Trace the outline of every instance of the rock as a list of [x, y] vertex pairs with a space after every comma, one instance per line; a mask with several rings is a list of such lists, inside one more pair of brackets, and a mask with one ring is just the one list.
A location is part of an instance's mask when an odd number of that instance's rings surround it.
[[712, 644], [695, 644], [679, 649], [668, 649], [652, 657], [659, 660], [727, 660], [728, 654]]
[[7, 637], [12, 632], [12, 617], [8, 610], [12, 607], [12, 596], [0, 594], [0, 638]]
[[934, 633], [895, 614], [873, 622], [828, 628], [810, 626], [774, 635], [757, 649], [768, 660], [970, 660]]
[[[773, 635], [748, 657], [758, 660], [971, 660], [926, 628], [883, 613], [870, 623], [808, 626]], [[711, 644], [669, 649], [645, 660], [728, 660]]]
════════════════════
§ What the task asks: Nothing in the entries may change. Retype them all.

§ Solution:
Trace the outline of every instance of the rock as a list of [x, y] vertex pairs with a space after every comma, one instance per line; a mask with several rings is a list of such lists, inside one more pair of brackets, and a mask with one ring is just the one list.
A location is part of an instance's mask when an odd number of that instance's rings surround it.
[[712, 644], [695, 644], [679, 649], [668, 649], [652, 657], [659, 660], [727, 660], [728, 654]]
[[7, 637], [12, 632], [12, 617], [8, 610], [12, 607], [12, 596], [0, 594], [0, 638]]
[[934, 633], [895, 614], [873, 622], [828, 628], [810, 626], [774, 635], [757, 649], [768, 660], [970, 660]]
[[[773, 635], [748, 657], [758, 660], [971, 660], [926, 628], [883, 613], [870, 623], [808, 626]], [[711, 644], [669, 649], [645, 660], [728, 660]]]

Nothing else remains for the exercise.